SOURCE EXTRACT>

The objective in this paper is to investigate how an ESN can be trained within this FEL scheme. The traditional ESN learning method falls short in this setup due to inaccurate teacher forcing and target estimation. We propose a novel training method, which is inspired by gradient decent methods and shows promising results on this problem. Preliminary studies of this training method can be found in a related work [13]. The current paper includes further studies of why this new method works so well.
2. Learning to Imitate YMCA
In this paper an ESN is trained to execute an arm movement on a simple robot simulator by computing the inverse kinematics of that movement. The ESN is only tested on the movement it was trained on, which means that we do not verify whether the ESN has actually learned the inverse model or merely to execute this particular trajectory. We have earlier investigated the benefit of learning the inverse model by training on one movement with certain properties [14]. Here we have a slightly more complex inverse problem and encountered a problem when trying to learn the training sequence itself. The solution to that problem is the main point in this paper.
2.1. Training Data
The movement data is a recording of the dance to the song YMCA by the Village People. It was gathered with a Pro Reflex 3D motion tracking system by Tidemann and Öztürk [15]. The system is able to track the position of fluorescent balls within a certain volume by using five infrared cameras. The sampling frequency of the Pro Reflex is 200 Hz. In the experiments we used every fourth sample, meaning the position trajectory consisted of 50 samples/sec, resulting in a sequence with 313 steps.
The tracking of the balls yields cartesian coordinates of the balls in three dimensions. The result was projected down to two dimensions, and the position of each arm was expressed as the x and z coordinates of the elbow relative to the shoulder and the wrist relative to the elbow. The coordinates were normalized to be in the interval 〈-1,1〉. The position in each time step was thus represented by 8 signals, that is, (xelbow,zelbow,xwirst,zwrist) for each arm.

WORK TO BE COMPLETED> Summarize the passage on training an ESN with YMCA dance data in two sentences.

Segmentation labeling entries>
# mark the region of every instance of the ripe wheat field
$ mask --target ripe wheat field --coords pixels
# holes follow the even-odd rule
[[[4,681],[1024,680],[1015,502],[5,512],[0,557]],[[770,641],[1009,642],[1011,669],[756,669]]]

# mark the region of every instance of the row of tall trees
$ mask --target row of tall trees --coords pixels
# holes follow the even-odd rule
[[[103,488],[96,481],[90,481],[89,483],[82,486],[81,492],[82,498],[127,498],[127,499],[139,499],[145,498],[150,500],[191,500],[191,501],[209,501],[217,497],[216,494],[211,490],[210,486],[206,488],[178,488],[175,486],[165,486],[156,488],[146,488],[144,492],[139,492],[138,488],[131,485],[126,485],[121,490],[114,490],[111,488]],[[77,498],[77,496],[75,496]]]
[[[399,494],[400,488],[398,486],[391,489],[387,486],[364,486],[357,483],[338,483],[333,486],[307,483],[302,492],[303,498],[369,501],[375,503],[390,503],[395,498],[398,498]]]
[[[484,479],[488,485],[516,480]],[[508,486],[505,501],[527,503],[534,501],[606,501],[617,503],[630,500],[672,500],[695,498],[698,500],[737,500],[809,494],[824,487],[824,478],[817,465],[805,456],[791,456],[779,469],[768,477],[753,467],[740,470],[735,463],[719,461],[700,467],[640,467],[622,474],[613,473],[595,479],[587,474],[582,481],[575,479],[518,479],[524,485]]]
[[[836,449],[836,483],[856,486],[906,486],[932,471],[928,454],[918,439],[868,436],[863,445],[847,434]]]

SOLVED EXERCISE> An ESN is trained within a FEL scheme to compute the inverse kinematics of an arm movement on a simple robot simulator, using a novel training method because the traditional ESN learning method falls short due to inaccurate teacher forcing and target estimation. The training data is a motion-tracking recording of the YMCA dance, sampled down to 50 samples per second for a 313-step sequence and represented by eight normalized two-dimensional elbow and wrist coordinates.